• TEXT EXCERPT:
[START]

The base case C₀ of the algorithm is the case in which the $\vec{x}$
is empty, that is $\vec{x}$ = (), then the result of the compilation
C₀ is l₁
\begin{equation*}
C₀((),
\begin{pmatrix}
→ l₁ \\
→ l₂ \\
→  \vdots \\
→ lₘ
\end{pmatrix})
) = l₁
\end{equation*}

When $\vec{x}$ ≠ () then the compilation advances using one of the
following four rules:

1) Variable rule: if all patterns of the first column of P are wildcard patterns or
   bind the value to a variable, then 

    \begin{equation*}
    C(\vec{x}, P → L) = C((x₂, x₃, ..., xₙ), P' → L')
    \end{equation*}
    where
    \begin{equation*}
    \begin{pmatrix}
    p_{1,2} & \cdots & p_{1,n} & → & (let & y₁ & x₁) & l₁ \\
    p_{2,2} & \cdots & p_{2,n} & → & (let & y₂ & x₁) & l₂ \\
    \vdots & \ddots & \vdots & →  & \vdots & \vdots & \vdots & \vdots \\
    p_{m,2} & \cdots & p_{m,n} & → & (let & yₘ & x₁) & lₘ
    \end{pmatrix}
    \end{equation*}

    That means in every lambda action lᵢ there is a binding of x₁ to the
    variable that appears on the pattern $p_{i,1}. Bindings are omitted
    for wildcard patterns and the lambda action lᵢ remains unchanged.

2) Constructor rule: if all patterns in the first column of P are
   constructors patterns of the form k(q₁, q₂, ..., qₙ) we define a
   new matrix, the specialized clause matrix S, by applying the
   following transformation on every row /p/:
    \begin{lstlisting}[mathescape,columns=fullflexible,basicstyle=\fontfamily{lmvtt}\selectfont,]
    for every c ∈ Set of constructors 
        for i ← 1 .. m 
            let kᵢ ← constructor_of($p_{i,1}$)

[END]

• GIVEN ENTRIES:
[START]

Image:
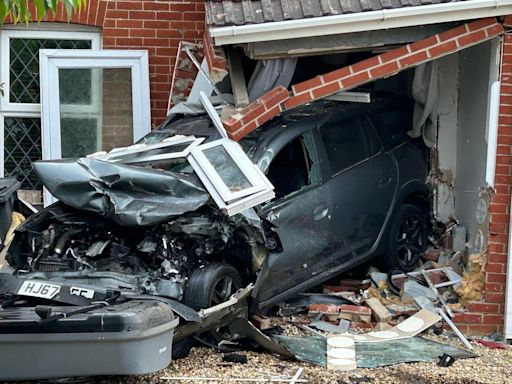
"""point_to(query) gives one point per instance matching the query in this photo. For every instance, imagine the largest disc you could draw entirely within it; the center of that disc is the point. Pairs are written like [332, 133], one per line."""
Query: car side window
[395, 125]
[345, 143]
[294, 167]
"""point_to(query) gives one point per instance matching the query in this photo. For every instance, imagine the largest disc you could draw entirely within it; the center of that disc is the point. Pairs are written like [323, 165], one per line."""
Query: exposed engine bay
[62, 244]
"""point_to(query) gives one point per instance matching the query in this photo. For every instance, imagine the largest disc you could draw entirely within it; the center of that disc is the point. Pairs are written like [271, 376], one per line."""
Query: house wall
[446, 162]
[474, 71]
[155, 26]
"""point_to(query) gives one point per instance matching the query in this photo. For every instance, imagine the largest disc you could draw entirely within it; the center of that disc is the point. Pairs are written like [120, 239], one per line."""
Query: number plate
[39, 289]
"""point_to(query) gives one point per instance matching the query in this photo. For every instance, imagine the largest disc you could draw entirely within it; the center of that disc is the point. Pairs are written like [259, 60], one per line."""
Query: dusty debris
[341, 353]
[261, 322]
[379, 312]
[492, 366]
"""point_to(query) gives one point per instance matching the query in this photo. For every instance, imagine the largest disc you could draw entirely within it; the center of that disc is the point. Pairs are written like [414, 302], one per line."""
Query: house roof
[221, 13]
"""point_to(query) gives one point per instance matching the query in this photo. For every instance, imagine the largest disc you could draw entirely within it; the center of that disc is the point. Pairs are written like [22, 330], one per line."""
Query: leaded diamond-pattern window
[22, 146]
[24, 65]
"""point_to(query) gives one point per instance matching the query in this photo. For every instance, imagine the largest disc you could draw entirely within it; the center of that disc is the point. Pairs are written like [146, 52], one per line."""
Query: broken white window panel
[183, 146]
[239, 205]
[212, 113]
[191, 56]
[355, 97]
[229, 169]
[231, 203]
[168, 155]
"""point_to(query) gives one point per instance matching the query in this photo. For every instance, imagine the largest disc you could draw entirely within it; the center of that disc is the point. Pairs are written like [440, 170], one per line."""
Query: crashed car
[180, 228]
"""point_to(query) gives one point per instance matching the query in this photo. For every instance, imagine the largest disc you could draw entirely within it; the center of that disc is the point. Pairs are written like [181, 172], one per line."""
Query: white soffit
[361, 21]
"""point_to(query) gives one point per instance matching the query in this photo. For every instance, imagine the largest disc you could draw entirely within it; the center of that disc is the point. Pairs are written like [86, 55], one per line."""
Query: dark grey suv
[350, 185]
[129, 248]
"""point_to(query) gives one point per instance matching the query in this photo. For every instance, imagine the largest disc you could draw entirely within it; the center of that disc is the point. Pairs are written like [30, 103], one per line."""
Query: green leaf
[19, 10]
[40, 8]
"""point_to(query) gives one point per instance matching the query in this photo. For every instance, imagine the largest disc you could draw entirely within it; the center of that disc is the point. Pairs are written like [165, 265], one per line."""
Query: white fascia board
[361, 21]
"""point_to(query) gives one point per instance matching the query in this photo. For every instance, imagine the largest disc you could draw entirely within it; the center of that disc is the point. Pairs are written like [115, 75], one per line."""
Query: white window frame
[31, 109]
[51, 60]
[239, 157]
[27, 110]
[230, 202]
[115, 154]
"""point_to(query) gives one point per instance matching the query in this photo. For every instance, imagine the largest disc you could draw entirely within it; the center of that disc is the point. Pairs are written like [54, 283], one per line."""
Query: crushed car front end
[97, 283]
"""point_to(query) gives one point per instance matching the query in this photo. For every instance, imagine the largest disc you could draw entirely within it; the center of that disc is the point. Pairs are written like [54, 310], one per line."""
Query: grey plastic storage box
[8, 187]
[126, 339]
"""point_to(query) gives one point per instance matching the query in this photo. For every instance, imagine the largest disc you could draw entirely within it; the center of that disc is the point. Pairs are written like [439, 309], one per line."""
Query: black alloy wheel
[407, 240]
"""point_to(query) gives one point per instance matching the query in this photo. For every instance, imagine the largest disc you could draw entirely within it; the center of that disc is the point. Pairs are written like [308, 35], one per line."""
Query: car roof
[287, 125]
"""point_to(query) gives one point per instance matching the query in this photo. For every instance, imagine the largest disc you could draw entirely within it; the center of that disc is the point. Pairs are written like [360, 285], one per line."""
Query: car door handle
[320, 211]
[383, 183]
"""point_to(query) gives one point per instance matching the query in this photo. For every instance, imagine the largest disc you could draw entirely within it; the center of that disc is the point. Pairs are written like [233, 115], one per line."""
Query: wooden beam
[236, 74]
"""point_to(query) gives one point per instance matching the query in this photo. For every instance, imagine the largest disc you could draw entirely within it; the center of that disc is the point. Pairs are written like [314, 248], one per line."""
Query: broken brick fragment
[355, 313]
[325, 309]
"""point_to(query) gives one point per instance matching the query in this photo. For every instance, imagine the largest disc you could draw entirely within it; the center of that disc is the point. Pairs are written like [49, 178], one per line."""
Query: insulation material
[341, 353]
[410, 327]
[270, 74]
[425, 90]
[472, 286]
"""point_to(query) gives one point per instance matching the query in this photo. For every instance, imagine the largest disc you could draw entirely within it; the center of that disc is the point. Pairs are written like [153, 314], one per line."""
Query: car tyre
[407, 239]
[209, 286]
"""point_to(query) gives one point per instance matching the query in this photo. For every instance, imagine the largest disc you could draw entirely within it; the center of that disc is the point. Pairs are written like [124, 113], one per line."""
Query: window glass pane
[24, 65]
[344, 143]
[227, 169]
[22, 146]
[95, 110]
[79, 137]
[75, 86]
[290, 170]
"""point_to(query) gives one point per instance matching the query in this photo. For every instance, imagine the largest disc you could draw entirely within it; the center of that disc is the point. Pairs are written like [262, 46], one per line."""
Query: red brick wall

[END]

• TASK 1: Print the compilation text word for word, everything from "1) Variable rule: if" down to "x₃, ..., xₙ), P' → L')".
• TASK 2: Output the records verbatim, everything from the line containing "[181, 172], one" down to the line containing "Query: white soffit", including both of those lines.
These records are unrelated to the compilation text.

• EXERCISE SOLUTION 1:
1) Variable rule: if all patterns of the first column of P are wildcard patterns or
   bind the value to a variable, then 

    \begin{equation*}
    C(\vec{x}, P → L) = C((x₂, x₃, ..., xₙ), P' → L')

• EXERCISE SOLUTION 2:
"""point_to(query) gives one point per instance matching the query in this photo. For every instance, imagine the largest disc you could draw entirely within it; the center of that disc is the point. Pairs are written like [181, 172], one per line."""
Query: white soffit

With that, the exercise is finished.